Region annotation records:
###

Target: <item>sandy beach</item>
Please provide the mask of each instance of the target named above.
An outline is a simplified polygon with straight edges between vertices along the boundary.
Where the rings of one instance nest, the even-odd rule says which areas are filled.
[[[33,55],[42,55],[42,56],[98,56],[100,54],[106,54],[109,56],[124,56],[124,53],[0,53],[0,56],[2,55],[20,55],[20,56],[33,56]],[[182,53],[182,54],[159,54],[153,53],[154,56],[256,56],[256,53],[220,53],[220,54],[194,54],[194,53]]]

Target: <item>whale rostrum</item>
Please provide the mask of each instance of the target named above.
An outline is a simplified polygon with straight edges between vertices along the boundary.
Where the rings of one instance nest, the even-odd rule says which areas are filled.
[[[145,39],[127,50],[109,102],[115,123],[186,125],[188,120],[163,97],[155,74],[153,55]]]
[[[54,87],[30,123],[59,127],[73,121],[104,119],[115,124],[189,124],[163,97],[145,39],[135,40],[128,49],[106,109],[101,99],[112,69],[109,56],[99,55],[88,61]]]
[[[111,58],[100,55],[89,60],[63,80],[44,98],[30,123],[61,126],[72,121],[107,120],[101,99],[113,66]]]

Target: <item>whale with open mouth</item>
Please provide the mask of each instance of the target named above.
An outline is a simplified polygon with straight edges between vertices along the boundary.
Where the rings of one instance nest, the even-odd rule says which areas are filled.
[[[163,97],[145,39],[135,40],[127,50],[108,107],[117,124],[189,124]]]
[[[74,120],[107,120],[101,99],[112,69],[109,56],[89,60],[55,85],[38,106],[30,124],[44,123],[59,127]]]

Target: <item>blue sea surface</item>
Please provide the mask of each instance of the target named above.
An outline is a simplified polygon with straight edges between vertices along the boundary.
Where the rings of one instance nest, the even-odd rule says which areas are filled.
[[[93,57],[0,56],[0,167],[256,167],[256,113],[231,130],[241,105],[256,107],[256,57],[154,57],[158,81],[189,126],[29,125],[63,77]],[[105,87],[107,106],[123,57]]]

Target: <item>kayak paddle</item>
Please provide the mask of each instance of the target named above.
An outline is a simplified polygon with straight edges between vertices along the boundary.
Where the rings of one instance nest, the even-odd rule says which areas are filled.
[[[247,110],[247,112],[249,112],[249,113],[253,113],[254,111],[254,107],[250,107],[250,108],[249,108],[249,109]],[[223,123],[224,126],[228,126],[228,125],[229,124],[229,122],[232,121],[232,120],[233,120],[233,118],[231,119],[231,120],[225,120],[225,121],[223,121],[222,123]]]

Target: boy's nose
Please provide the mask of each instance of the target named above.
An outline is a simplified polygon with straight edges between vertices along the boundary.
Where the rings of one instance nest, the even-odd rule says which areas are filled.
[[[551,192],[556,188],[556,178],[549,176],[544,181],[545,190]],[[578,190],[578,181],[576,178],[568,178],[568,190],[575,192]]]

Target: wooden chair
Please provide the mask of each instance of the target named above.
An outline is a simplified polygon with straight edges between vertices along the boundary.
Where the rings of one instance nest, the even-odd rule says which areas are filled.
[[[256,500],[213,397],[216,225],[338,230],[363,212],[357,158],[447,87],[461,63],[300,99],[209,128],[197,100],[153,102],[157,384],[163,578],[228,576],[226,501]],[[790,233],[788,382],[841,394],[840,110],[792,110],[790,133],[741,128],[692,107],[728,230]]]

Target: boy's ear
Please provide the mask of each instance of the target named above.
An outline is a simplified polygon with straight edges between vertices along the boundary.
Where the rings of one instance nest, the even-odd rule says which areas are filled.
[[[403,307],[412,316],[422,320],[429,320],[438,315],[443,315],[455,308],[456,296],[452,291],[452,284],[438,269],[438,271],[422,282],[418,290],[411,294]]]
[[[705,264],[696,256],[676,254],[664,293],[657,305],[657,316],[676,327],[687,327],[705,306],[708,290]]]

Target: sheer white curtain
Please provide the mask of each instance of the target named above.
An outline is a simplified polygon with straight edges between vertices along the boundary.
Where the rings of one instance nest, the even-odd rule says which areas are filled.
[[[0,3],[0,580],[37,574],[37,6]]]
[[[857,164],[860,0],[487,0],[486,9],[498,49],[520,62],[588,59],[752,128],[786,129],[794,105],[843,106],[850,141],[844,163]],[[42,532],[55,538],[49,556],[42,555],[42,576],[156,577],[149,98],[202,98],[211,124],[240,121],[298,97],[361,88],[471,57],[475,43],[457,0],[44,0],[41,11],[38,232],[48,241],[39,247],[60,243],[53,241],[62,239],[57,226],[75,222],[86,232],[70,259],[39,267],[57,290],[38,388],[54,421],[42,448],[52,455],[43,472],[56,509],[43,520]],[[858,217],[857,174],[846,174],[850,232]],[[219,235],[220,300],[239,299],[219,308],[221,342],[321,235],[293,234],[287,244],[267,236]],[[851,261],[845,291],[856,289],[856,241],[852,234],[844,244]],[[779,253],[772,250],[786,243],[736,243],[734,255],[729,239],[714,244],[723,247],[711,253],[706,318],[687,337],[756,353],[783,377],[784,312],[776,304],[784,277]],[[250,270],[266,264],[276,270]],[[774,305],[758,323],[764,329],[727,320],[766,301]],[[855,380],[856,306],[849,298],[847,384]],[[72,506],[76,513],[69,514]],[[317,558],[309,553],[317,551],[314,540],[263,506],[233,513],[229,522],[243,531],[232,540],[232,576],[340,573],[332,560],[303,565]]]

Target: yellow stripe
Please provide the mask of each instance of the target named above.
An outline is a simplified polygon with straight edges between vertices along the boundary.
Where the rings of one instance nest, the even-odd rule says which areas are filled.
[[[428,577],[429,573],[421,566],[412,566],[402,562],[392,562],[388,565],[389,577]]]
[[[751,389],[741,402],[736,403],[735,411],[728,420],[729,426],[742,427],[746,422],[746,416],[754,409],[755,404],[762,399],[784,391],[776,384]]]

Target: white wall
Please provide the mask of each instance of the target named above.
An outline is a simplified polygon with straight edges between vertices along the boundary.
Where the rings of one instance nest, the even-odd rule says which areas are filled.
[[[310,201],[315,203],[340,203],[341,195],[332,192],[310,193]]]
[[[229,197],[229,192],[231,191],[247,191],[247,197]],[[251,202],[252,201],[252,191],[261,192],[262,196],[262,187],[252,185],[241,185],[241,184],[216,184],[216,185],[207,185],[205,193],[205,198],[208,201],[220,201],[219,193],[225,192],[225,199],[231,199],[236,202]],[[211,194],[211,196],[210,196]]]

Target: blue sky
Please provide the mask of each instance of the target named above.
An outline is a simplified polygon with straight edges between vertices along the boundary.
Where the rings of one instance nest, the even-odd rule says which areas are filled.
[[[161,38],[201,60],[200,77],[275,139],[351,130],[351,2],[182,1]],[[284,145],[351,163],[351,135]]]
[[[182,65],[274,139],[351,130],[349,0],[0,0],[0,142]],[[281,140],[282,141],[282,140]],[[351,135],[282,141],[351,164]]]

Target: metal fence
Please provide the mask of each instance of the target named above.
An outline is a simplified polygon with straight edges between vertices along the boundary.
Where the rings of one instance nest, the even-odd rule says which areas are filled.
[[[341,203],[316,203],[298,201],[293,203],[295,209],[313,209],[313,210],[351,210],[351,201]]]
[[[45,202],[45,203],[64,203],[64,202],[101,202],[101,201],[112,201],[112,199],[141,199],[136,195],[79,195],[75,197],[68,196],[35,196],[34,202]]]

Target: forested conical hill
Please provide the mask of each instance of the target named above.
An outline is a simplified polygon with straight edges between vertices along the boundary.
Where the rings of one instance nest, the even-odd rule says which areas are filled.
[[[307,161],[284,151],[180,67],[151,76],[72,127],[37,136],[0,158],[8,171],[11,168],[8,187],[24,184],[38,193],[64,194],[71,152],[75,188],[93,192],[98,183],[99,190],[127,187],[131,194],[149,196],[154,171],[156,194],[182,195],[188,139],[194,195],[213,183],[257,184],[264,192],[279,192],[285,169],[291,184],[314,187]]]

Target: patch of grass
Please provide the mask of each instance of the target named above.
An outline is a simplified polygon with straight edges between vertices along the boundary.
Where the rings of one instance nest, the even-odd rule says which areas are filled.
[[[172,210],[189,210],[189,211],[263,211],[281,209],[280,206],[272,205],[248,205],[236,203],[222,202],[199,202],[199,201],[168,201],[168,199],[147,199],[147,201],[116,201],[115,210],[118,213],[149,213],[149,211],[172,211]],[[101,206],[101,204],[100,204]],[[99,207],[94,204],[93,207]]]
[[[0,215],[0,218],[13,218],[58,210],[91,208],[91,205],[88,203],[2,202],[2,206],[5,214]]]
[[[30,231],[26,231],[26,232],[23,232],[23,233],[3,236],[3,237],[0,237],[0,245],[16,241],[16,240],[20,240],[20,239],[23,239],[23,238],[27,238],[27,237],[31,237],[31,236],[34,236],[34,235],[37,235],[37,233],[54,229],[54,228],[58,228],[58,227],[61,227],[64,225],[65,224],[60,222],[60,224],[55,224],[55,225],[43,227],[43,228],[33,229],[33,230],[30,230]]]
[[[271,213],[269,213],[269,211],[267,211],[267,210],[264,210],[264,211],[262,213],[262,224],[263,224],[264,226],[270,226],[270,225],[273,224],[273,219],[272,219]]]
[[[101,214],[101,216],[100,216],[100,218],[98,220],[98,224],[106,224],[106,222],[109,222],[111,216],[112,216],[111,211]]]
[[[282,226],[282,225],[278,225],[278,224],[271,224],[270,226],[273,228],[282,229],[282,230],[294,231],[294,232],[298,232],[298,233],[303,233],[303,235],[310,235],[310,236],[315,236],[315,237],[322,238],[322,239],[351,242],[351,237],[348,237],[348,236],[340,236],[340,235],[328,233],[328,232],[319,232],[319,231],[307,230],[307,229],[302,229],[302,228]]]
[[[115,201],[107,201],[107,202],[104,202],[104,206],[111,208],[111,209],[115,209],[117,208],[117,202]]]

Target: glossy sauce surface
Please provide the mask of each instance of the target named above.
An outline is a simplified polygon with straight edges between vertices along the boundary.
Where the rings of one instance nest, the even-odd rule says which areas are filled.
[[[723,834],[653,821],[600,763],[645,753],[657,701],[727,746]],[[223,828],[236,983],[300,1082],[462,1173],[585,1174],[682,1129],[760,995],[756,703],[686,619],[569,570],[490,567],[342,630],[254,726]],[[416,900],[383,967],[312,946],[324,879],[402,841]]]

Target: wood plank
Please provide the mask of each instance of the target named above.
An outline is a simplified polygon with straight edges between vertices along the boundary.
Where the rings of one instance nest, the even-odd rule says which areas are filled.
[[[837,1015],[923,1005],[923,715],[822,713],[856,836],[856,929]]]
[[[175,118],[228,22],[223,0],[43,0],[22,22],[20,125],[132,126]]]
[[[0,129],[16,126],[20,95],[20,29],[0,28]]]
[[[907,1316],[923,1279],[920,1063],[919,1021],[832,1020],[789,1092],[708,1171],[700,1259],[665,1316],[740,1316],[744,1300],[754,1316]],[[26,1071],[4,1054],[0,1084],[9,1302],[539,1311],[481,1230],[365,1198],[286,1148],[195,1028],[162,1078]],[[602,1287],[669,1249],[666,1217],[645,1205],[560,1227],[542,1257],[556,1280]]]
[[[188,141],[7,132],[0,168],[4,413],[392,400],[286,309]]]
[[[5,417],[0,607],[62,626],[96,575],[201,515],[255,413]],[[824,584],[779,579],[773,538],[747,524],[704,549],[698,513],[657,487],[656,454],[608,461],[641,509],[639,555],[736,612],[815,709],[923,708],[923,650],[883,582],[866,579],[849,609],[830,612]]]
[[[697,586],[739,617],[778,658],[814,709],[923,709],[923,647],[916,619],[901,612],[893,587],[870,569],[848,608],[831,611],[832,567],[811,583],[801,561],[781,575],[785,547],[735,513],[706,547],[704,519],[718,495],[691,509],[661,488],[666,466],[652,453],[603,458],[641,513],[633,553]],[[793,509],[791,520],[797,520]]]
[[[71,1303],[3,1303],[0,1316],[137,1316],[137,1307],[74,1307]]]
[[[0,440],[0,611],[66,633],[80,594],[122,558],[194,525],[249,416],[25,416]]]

###

◆ EXERCISE DIRECTIONS
Pick out every line in the records above that contains the string "surface", matching case exactly.

◆ RESULT OF THE TASK
Target: <item>blue sea surface</item>
Target: glossy sauce surface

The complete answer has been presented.